[START RECORDS FOR THE TASK]

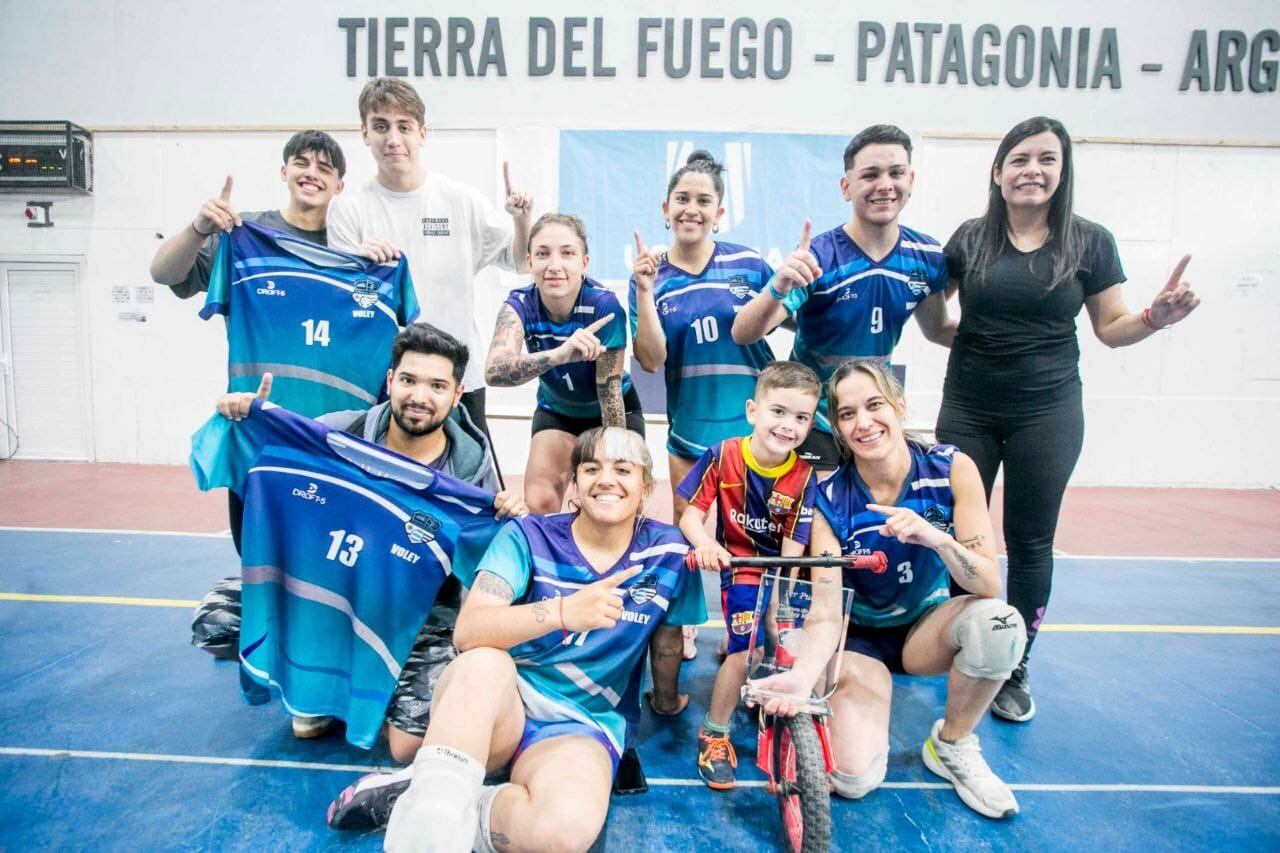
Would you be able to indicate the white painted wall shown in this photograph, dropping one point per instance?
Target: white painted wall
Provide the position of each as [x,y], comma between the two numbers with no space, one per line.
[1191,406]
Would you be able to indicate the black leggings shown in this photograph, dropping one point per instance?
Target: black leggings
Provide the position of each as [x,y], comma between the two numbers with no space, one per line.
[1038,446]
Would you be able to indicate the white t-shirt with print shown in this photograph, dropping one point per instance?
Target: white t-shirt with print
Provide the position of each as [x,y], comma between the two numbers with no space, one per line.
[449,232]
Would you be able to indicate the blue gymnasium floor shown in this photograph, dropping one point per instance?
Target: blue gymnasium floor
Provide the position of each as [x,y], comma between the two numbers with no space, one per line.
[115,734]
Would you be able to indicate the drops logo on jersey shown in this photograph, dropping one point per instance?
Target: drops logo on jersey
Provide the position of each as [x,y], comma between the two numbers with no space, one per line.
[937,516]
[310,493]
[421,528]
[644,589]
[365,292]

[END RECORDS FOR THE TASK]

Write out every line of the listing above word for word, leaving out the pictures.

→ RESULT:
Would you be able to indicate the white painted wall shown in this photograph, dropping one point per instance?
Target: white painted wall
Provide the position of each as [x,y], comma between the two numbers with no space, one per line.
[1191,406]
Would you be able to indicate the black leggings shown in this photograph, dropping one point per instance?
Target: black leggings
Provide the position of each as [x,y], comma between the two numbers with no space, one per line.
[1038,446]
Would you be able to indicate the white t-shirt with print shown in this photograph, dropping one point per instance?
Target: white t-shirt with print
Provide the position of each as [x,y], comma between the two numbers with no space, one per line.
[449,232]
Would you be able to indicate the blue gymnasium floor shown in this photograph, dropping one point per instance?
Target: blue gymnasium floor
Provide the position of each as [x,y], comma between the two numbers with no space, one per line.
[115,734]
Would you be able to indicate the drops logo on jersey shown in this photograph, dropping one point per instance?
Target: drops logo on jersey
Provide the position of each as [x,y], comma between the two numbers with no space, one per line.
[937,516]
[310,493]
[421,528]
[644,589]
[365,292]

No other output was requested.